#### MATERIAL PROVIDED

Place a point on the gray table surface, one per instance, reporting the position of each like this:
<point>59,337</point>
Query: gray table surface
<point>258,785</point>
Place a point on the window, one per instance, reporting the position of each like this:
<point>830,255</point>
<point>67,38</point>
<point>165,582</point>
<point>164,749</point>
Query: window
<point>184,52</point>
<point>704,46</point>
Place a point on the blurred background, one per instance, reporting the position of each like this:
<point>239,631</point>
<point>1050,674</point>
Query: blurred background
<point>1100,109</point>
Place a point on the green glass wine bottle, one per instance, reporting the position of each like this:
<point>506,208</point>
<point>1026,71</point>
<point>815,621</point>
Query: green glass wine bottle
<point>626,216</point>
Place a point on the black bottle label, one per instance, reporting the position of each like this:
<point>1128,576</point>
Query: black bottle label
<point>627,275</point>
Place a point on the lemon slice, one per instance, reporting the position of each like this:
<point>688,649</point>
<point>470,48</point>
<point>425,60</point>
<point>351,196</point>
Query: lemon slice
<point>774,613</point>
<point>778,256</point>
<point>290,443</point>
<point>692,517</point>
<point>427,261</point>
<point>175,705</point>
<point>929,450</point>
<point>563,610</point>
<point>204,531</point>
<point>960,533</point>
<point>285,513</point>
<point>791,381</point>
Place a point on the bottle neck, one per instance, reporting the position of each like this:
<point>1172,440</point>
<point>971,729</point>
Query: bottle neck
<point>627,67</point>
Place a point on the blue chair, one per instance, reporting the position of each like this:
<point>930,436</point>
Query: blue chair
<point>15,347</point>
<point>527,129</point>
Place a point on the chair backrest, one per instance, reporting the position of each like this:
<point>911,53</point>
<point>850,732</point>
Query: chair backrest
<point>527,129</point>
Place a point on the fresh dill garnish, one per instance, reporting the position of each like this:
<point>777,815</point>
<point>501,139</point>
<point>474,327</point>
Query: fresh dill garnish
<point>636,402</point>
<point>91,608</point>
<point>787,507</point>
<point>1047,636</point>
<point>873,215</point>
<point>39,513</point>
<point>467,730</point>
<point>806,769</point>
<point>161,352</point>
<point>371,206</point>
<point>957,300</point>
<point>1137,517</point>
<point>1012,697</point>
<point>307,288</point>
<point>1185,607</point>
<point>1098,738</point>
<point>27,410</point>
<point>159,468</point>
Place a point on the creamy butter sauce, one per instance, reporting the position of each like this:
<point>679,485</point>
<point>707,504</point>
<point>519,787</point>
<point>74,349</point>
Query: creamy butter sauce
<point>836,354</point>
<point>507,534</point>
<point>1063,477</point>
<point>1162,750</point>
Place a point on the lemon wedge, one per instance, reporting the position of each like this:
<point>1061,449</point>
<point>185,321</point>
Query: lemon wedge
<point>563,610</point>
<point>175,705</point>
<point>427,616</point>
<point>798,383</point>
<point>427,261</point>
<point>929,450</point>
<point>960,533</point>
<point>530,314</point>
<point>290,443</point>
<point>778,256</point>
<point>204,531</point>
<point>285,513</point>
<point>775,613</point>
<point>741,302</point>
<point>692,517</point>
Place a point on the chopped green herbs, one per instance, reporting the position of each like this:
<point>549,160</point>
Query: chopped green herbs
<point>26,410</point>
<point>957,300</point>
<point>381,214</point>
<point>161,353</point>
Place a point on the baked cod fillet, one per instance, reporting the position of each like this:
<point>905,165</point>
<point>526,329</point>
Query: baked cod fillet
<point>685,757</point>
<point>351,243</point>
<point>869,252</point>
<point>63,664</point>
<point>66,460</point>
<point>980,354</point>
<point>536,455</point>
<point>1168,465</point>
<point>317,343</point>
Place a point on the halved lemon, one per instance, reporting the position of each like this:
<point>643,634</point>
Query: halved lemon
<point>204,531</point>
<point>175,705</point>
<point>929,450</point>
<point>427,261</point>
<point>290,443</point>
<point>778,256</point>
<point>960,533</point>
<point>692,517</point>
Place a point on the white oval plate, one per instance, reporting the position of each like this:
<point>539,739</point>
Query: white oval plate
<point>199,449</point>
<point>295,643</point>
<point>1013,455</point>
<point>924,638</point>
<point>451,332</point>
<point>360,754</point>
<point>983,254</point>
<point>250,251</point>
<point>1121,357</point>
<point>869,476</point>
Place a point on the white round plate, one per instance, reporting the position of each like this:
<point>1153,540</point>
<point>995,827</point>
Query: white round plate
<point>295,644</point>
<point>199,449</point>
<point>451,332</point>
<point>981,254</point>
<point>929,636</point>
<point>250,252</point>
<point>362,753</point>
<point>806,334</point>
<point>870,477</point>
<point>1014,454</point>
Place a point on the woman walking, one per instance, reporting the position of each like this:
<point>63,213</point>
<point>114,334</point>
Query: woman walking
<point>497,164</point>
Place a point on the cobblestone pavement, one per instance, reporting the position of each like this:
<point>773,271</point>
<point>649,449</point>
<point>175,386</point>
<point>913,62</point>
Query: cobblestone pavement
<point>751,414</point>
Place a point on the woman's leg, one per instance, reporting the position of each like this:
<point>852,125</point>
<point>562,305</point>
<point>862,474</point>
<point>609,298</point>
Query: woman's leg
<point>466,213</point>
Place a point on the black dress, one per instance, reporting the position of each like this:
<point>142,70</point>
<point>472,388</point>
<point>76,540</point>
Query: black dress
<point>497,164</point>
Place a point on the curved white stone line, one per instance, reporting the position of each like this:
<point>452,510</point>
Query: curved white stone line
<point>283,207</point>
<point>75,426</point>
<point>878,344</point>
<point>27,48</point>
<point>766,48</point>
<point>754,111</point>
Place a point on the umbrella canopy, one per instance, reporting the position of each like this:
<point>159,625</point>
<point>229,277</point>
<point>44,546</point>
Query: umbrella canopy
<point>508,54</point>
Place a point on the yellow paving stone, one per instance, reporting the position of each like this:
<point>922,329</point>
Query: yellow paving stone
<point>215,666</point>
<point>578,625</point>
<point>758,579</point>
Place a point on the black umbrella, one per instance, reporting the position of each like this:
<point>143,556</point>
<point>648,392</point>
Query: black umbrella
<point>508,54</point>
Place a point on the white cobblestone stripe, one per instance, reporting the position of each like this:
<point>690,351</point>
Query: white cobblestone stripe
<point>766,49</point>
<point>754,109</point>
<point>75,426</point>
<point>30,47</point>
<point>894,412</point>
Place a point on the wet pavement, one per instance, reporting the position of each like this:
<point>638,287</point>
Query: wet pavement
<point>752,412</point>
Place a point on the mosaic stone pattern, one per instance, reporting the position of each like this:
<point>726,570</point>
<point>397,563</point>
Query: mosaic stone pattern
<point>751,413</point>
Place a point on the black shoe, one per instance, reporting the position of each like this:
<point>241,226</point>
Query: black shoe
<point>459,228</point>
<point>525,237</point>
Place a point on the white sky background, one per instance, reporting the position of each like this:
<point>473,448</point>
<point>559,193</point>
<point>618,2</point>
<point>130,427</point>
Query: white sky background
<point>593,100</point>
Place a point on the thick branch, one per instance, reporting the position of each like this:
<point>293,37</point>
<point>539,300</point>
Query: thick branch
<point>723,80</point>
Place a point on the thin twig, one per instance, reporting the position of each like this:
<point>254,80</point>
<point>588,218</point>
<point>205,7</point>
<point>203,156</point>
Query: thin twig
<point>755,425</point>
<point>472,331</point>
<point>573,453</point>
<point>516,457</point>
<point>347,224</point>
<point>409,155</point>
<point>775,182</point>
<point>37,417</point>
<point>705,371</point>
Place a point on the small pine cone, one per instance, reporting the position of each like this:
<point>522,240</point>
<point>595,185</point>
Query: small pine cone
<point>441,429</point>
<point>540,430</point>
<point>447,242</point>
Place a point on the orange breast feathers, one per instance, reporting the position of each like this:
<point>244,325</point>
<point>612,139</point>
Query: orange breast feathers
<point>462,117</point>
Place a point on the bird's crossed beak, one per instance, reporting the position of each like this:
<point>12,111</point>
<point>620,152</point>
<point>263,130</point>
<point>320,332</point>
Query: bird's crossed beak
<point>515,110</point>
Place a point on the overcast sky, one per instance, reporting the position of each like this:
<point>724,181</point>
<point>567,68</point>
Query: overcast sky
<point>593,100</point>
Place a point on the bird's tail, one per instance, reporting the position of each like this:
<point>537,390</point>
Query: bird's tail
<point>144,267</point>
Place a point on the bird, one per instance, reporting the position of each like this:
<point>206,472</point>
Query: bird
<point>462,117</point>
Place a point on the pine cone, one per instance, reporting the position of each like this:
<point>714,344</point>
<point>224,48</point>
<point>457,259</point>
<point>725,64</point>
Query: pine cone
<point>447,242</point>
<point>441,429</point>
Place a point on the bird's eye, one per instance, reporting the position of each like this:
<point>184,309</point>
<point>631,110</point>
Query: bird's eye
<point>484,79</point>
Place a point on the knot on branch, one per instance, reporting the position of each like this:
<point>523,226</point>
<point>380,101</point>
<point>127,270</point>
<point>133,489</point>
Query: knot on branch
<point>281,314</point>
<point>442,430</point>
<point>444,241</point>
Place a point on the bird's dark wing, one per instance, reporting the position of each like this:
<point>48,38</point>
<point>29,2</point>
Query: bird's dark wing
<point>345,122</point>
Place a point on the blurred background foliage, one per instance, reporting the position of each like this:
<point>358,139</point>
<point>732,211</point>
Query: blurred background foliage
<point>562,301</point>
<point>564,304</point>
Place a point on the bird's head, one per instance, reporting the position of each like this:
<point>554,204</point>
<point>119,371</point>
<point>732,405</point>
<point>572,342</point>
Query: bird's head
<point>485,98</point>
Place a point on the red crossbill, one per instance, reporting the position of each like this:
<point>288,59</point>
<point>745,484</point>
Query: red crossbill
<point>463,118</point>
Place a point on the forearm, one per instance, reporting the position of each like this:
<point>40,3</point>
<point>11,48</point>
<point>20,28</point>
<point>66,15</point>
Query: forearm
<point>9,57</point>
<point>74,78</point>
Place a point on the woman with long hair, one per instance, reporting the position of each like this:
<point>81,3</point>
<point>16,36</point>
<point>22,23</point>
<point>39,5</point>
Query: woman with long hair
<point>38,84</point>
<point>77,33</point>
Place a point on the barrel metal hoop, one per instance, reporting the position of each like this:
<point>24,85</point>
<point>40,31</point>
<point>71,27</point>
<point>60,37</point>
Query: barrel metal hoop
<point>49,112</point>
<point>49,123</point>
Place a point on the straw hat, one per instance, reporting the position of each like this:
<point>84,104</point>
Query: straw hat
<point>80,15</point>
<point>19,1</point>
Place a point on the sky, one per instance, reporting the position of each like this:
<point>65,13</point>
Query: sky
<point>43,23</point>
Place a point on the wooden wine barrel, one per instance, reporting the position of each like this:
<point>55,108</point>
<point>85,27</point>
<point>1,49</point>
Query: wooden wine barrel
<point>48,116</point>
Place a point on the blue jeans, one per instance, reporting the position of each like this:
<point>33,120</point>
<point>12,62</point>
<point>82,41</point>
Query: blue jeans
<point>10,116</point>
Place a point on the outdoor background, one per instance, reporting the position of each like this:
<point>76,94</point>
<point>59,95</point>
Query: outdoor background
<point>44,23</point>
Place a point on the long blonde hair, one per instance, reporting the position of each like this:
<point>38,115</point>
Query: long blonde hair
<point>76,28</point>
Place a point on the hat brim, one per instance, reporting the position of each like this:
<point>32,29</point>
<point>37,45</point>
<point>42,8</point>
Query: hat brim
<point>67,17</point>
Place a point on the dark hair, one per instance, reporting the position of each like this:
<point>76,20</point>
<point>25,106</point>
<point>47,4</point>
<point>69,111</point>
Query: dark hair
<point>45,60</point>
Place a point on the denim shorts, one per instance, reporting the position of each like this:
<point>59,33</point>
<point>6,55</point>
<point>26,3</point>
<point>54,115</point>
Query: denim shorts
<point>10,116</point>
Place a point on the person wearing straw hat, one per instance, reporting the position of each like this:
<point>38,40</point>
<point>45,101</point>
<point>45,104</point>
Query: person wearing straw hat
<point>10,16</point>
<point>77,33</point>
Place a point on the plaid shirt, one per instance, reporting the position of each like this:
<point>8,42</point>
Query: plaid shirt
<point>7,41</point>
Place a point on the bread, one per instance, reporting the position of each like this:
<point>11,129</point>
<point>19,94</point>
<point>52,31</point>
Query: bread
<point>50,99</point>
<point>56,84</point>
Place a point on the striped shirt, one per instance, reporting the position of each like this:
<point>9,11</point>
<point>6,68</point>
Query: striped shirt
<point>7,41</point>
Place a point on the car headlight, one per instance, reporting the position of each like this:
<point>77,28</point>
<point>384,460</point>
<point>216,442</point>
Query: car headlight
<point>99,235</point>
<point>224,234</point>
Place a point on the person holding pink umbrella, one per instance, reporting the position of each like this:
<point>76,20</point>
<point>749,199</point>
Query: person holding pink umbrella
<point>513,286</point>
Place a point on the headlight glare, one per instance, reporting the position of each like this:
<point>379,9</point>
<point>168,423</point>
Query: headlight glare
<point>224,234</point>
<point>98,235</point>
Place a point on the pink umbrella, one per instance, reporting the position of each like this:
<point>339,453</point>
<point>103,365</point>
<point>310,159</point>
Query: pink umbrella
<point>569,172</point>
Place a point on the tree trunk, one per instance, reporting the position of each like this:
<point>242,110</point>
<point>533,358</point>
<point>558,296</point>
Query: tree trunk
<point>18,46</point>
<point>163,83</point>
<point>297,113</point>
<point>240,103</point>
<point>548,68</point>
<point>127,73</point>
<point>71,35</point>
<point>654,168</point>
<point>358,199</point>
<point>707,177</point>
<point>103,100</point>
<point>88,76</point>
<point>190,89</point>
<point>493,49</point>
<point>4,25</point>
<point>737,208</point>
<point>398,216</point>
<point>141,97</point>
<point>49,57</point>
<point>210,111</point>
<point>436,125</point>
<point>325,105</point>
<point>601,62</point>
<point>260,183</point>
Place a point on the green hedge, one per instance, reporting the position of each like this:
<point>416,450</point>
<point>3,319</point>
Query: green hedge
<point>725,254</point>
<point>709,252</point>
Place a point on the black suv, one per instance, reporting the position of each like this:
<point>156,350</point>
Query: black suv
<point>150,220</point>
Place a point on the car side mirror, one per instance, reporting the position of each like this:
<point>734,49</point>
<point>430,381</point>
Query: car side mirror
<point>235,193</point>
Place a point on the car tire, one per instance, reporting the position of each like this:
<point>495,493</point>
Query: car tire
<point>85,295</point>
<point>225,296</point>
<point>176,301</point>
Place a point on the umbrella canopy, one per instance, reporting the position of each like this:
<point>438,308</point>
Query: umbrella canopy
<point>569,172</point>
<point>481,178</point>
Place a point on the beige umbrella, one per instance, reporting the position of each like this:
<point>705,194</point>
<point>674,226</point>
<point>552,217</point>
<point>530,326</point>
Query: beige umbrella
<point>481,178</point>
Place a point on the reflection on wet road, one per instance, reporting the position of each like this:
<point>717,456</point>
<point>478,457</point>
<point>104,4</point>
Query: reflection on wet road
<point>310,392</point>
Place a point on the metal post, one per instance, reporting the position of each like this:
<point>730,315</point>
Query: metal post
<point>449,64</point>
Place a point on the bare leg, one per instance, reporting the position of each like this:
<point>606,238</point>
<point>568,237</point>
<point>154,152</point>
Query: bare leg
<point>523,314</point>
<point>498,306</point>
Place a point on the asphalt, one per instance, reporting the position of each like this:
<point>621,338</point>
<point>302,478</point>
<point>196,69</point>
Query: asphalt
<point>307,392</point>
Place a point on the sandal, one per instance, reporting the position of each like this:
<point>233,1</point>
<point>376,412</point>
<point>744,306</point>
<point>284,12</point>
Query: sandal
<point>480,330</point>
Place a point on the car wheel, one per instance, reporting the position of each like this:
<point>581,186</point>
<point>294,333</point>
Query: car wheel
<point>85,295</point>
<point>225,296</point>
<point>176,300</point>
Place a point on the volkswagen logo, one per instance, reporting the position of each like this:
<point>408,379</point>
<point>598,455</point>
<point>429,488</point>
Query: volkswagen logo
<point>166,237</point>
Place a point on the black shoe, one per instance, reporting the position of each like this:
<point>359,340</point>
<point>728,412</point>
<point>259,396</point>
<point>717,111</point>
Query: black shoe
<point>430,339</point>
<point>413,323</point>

########

TASK DETAILS = Return exactly the leading lines of the listing, stopping after the line in which "<point>239,631</point>" occurs.

SOLUTION FOR THIS TASK =
Place a point on the gray table surface, one per instance, reporting the position of each like this:
<point>59,337</point>
Query: gray table surface
<point>258,785</point>
Place a point on the window, one per instance, reporting the position of each like this:
<point>830,255</point>
<point>67,38</point>
<point>165,582</point>
<point>164,749</point>
Query: window
<point>184,52</point>
<point>704,46</point>
Place a point on the blurred background, one per instance, reporting the position of each like this:
<point>239,631</point>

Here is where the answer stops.